▶ **DIRECTIONS**:
All records should be reproduced verbatim.
------ DATA ENTRIES ------
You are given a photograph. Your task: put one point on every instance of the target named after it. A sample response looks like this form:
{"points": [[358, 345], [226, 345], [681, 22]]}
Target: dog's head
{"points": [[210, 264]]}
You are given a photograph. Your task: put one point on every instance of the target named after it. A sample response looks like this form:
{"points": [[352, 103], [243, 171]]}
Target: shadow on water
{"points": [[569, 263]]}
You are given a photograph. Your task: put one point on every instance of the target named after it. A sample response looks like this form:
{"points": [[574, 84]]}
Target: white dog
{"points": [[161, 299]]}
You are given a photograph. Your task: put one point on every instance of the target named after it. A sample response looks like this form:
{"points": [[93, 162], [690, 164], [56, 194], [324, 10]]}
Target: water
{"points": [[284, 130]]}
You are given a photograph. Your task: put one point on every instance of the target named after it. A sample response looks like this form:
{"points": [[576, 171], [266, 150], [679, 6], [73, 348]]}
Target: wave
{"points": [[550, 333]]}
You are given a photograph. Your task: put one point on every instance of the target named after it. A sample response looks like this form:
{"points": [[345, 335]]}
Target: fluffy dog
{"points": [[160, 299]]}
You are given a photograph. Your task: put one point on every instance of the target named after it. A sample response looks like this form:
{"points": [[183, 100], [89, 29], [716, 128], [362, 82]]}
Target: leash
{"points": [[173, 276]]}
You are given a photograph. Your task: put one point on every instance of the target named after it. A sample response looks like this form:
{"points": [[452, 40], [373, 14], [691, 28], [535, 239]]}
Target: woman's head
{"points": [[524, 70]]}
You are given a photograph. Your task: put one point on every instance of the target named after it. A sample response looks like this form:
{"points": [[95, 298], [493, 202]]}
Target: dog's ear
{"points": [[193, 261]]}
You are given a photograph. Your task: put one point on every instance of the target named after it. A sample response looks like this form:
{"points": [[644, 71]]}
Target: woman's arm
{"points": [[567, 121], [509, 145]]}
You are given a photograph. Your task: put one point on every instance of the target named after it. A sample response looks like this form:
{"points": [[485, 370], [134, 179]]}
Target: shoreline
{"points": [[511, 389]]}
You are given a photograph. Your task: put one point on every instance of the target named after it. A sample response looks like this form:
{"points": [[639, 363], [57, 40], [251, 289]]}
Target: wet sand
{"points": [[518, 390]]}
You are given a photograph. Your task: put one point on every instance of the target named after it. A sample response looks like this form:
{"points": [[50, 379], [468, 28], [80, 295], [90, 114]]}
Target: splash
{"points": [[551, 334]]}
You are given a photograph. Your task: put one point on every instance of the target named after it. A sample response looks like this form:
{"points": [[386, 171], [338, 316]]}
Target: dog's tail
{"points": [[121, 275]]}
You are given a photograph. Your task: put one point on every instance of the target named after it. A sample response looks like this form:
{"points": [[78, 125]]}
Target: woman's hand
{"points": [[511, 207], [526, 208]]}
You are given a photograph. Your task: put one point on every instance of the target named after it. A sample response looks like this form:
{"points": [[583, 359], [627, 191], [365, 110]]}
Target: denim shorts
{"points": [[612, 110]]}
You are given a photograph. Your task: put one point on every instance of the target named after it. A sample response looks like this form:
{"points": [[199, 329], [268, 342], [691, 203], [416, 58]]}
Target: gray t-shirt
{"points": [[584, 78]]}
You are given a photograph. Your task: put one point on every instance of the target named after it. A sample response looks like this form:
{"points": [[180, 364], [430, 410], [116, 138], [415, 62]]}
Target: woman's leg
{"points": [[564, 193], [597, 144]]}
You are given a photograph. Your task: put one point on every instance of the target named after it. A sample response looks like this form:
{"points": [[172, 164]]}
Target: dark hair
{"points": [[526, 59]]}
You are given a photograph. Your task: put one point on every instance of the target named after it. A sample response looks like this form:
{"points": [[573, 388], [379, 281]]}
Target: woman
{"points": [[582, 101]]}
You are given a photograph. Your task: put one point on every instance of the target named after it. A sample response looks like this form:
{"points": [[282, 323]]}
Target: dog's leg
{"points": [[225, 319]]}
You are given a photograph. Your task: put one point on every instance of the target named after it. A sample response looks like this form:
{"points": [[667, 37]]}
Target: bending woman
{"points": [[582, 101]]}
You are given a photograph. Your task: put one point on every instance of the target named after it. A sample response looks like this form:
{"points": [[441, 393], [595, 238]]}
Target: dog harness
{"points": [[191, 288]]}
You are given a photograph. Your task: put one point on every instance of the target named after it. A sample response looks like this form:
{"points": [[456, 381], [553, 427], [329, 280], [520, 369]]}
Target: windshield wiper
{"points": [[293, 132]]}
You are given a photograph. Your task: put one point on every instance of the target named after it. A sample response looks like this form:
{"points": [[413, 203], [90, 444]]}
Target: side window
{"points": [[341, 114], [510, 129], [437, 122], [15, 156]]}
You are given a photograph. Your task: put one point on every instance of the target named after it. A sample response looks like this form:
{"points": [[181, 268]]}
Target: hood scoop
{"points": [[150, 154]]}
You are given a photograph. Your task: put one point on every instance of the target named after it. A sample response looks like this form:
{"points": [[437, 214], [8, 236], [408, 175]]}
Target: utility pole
------
▶ **WRITTEN SOLUTION**:
You are given a photograph. Your task: put one point on every instance of the target named after it. A sample response looks like this form:
{"points": [[358, 345], [226, 345], [681, 22]]}
Target: dog's head
{"points": [[210, 264]]}
You are given a photograph. Your task: put one point on every instance of the target named after it. A sample response looks like this form:
{"points": [[352, 103], [243, 171]]}
Target: shadow on water
{"points": [[569, 263]]}
You are given a photograph. Your task: put one point on every instance of the target named after it. A sample response looks like this form:
{"points": [[574, 84]]}
Target: white dog
{"points": [[161, 299]]}
You are given a photograph. Your task: put one point on every instance of the target named after it. A sample response looks like this form:
{"points": [[93, 162], [690, 164], [56, 194], [324, 10]]}
Target: water
{"points": [[284, 130]]}
You are given a photograph. Your task: put one point on every instance of the target named after it. A sample response looks like this form:
{"points": [[576, 171], [266, 150], [679, 6], [73, 348]]}
Target: wave
{"points": [[550, 333]]}
You are given a photograph. Your task: put one point on every instance of the target named after it. A sample response looks like this form:
{"points": [[345, 335]]}
Target: fluffy dog
{"points": [[160, 299]]}
You are given a photograph. Your task: put one point on every instance of the target named after it. A sample response looks like this form:
{"points": [[183, 100], [89, 29], [716, 128], [362, 82]]}
Target: leash
{"points": [[173, 276]]}
You are given a photograph. Your task: put one point on every instance of the target named after it. A sample response looks like this form:
{"points": [[452, 40], [373, 14], [691, 28], [535, 239]]}
Target: woman's head
{"points": [[524, 70]]}
You are given a photograph. Your task: put one point on every instance of the target named after it. A sample response looks like this form:
{"points": [[95, 298], [493, 202]]}
Target: dog's ear
{"points": [[193, 261]]}
You are given a photograph. Your task: put one point on every instance of the target named after it. A sample response looks like this form:
{"points": [[644, 71]]}
Target: woman's arm
{"points": [[567, 121], [509, 145]]}
You are given a photograph. Your task: put one point on every instance of the target named after it. A sample response looks like this form:
{"points": [[485, 370], [134, 179]]}
Target: shoreline
{"points": [[511, 389]]}
You are given a photograph. Your task: put one point on every instance of the target named after it. A sample response looks like this form:
{"points": [[639, 363], [57, 40], [251, 289]]}
Target: wet sand
{"points": [[518, 390]]}
You are given a photograph. Your task: put one point on every instance of the target named after it. A sample response looks like this form:
{"points": [[50, 379], [468, 28], [80, 295], [90, 114]]}
Target: splash
{"points": [[551, 334]]}
You are given a photograph. Your task: put one point on every instance of the target named after it. A sample response looks like this form:
{"points": [[386, 171], [338, 316]]}
Target: dog's tail
{"points": [[121, 275]]}
You are given a photograph. Your task: put one point on every instance of the target named after it. A sample response looks like this form:
{"points": [[78, 125]]}
Target: woman's hand
{"points": [[511, 207], [526, 208]]}
You are given a photograph. Your task: put one point on every instance of the target named after it. A sample response looks like this form:
{"points": [[583, 359], [627, 191], [365, 110]]}
Target: denim shorts
{"points": [[612, 110]]}
You are given a photograph. Your task: put one point on every instance of the target named after it. A sample response looks like this form:
{"points": [[199, 329], [268, 342], [691, 203], [416, 58]]}
Target: gray t-shirt
{"points": [[584, 78]]}
You are given a photograph. Your task: put one point on every instance of the target named after it. A sample response looks like this form:
{"points": [[180, 364], [430, 410], [116, 138], [415, 62]]}
Target: woman's leg
{"points": [[564, 193], [597, 144]]}
You are given a photograph. Your task: put one point on every instance of the target named after it. A sample response looks like this form:
{"points": [[172, 164]]}
Target: dark hair
{"points": [[526, 59]]}
You are given a photograph. Your task: put one point on every instance of the target named after it. A sample response looks like this form:
{"points": [[573, 388], [379, 281]]}
Target: woman
{"points": [[582, 101]]}
You are given a photograph. Your task: put one point on every instance of the target named after it. A sample response looks like this form:
{"points": [[282, 323]]}
Target: dog's leg
{"points": [[225, 319]]}
You are given a photograph. Your task: put one point on every instance of the target named after it. A sample response looks like this form:
{"points": [[667, 37]]}
Target: bending woman
{"points": [[582, 101]]}
You are given a photograph. Your task: put one point on every instance of the target named after it. A sample response looks like this form:
{"points": [[441, 393], [595, 238]]}
Target: dog harness
{"points": [[191, 288]]}
You are given a photograph. Your task: put one point on every instance of the target named after it. A sample response looks like this form:
{"points": [[456, 381], [553, 427], [329, 280], [520, 369]]}
Target: windshield wiper
{"points": [[293, 132]]}
You are given a photograph. Your task: put one point on every instance of the target named after it. A sample response looks like this form:
{"points": [[413, 203], [90, 444]]}
Target: side window
{"points": [[341, 114], [510, 129], [437, 122], [15, 156]]}
You are given a photograph. Your task: put one point on every instance of the target named after it. A sample response looks like this form:
{"points": [[181, 268]]}
Target: hood scoop
{"points": [[150, 154]]}
You are given a photograph. Your task: put one point on every instance of the target named after it. A sample response looks like this form:
{"points": [[437, 214], [8, 236], [408, 175]]}
Target: utility pole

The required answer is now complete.